→ **Brief**
Copy all records verbatim.
== Dataset entries
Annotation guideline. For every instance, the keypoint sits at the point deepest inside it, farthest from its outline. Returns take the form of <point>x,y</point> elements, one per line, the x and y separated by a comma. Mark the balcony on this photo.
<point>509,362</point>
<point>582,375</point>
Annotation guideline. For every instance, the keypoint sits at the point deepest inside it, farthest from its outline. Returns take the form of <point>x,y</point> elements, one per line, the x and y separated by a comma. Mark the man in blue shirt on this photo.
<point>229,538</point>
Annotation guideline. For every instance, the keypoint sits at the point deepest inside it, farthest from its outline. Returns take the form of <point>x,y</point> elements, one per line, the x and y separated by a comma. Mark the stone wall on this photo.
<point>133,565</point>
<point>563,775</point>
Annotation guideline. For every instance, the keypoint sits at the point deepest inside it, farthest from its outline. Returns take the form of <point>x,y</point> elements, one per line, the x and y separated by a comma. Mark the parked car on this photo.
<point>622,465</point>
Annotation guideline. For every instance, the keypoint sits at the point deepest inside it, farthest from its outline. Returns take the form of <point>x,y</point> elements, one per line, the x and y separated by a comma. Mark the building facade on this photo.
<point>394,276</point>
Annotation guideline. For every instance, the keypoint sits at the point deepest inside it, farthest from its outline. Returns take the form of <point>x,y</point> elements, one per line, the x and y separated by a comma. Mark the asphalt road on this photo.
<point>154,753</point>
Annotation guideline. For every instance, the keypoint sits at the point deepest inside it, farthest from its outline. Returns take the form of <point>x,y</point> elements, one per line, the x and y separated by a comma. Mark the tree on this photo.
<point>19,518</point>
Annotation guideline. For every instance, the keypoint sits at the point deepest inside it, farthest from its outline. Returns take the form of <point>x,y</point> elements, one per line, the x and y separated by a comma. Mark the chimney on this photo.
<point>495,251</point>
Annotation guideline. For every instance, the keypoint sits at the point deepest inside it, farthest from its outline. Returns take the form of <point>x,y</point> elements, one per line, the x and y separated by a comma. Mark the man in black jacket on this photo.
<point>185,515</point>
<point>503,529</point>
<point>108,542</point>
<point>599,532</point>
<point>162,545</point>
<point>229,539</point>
====
→ **Solution below**
Annotation guideline. For every instance, the keypoint sits at the point deepest inside it, farthest from its outline. Returns take the form of <point>x,y</point> elements, one per line, the x and y separated by a comma. Mark the balcony on this photo.
<point>509,362</point>
<point>582,375</point>
Annotation guideline. For every instance, the keypoint sits at the point deepest inside it, farthest from its outline. Returns take the form of <point>x,y</point> elements, one per line, the x and y separated by a comma. Mark the man in blue shirt on this photo.
<point>229,538</point>
Annotation guideline. For every instance, the keypoint sits at the point deepest inside it, farthest from its outline. Returns take the form of <point>x,y</point> elements, one per line, the x and y separated by a comma. Mark the stone wall on this photo.
<point>133,565</point>
<point>563,775</point>
Annotation guideline. For every instance, the keypoint sits at the point deepest inside it, farthest from its outline. Returns take the form of <point>x,y</point> elements, one per line, the x and y separated by a comma. Mark the parked car on this photo.
<point>622,465</point>
Annotation guideline. For every instance, the keypoint sits at the point deepest inside it, farthest from its outline. Returns take the form of <point>x,y</point> elements, one per line, the x and y separated by a comma. Mark the building facade on this photo.
<point>394,276</point>
Annotation guideline. For every instance, the keypoint sits at the point deepest inside it, farthest from its outline. Returns take the form of <point>x,y</point> elements, one per line, the x and y separated by a comma. Mark the asphalt road on this photo.
<point>154,753</point>
Annotation guideline. For every instance, the keypoint sits at the point deepest inside it, farthest from its outline. Returns take the form of <point>x,y</point> elements, one per line, the x and y separated by a comma. Mark the tree on this photo.
<point>19,518</point>
Annotation guideline. For every instance, the keypoint sits at the point deepest inside it, farthest from its outline. Returns take the form of <point>x,y</point> elements, one per line, the x and y separated by a comma. Mark the chimney on this photo.
<point>495,251</point>
Annotation guideline. For every instance, the keypoint sits at the point deepest inside it, farthest from its outline. Returns take the form of <point>x,y</point> elements, one per line, the x and y separated by a comma. Mark the man in black jacket on this photo.
<point>185,515</point>
<point>503,529</point>
<point>108,542</point>
<point>599,532</point>
<point>162,545</point>
<point>229,539</point>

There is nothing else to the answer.